MATERIAL SHOWN:

* start *

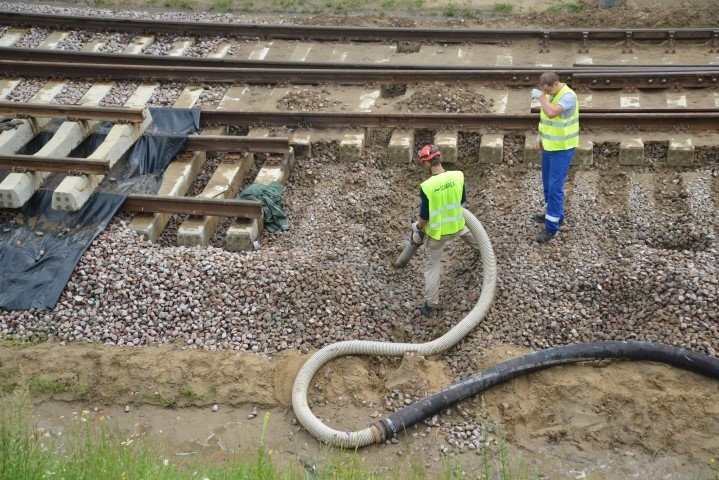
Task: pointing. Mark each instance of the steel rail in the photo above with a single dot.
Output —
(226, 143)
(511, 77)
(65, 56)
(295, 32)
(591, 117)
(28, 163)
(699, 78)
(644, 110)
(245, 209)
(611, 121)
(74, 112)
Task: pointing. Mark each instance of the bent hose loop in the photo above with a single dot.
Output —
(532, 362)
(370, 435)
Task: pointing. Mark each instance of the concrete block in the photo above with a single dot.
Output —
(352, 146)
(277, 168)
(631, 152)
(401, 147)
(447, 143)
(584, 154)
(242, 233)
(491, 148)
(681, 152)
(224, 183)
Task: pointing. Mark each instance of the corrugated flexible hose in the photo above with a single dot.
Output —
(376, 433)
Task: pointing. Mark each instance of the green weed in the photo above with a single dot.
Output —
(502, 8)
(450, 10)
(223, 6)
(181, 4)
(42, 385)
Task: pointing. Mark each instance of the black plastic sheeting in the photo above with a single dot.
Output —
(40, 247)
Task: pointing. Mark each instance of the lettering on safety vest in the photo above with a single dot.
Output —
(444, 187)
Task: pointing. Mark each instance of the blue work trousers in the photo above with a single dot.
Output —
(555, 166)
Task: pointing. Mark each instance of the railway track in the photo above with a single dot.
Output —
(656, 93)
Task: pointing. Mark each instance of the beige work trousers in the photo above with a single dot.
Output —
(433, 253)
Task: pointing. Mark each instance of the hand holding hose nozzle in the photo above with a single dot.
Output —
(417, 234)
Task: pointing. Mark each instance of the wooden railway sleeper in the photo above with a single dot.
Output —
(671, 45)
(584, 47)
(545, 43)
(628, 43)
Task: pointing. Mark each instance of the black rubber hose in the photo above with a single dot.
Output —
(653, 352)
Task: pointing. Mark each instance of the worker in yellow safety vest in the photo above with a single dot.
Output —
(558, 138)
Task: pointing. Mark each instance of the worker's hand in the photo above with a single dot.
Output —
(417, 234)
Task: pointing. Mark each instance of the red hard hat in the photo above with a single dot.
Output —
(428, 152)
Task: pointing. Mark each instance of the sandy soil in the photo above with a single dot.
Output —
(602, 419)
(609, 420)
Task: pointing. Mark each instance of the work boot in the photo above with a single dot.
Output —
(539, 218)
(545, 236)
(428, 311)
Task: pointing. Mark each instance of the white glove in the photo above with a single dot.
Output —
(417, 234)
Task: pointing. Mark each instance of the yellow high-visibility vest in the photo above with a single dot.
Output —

* end *
* start *

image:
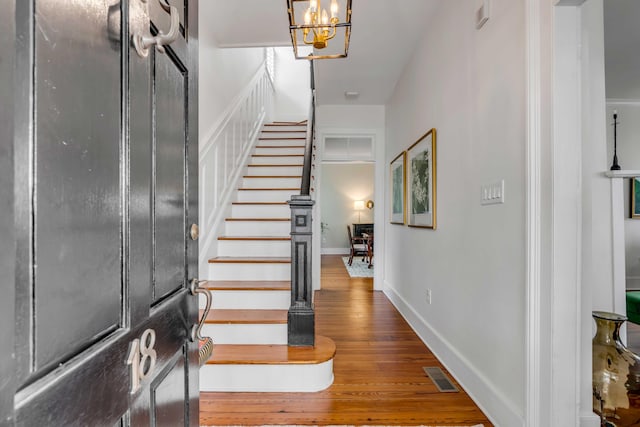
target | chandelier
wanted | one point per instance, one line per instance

* end *

THE TASK:
Please pull out every line in the two blocks above that contains the word "yellow". Case counts.

EXPECTED ANSWER:
Task: pointing. Mark each instance of the worker in yellow safety vest in the photo above with a single dot.
Task: pointing. Mark each instance of the yellow high-visibility vest in the photo above with a single dot.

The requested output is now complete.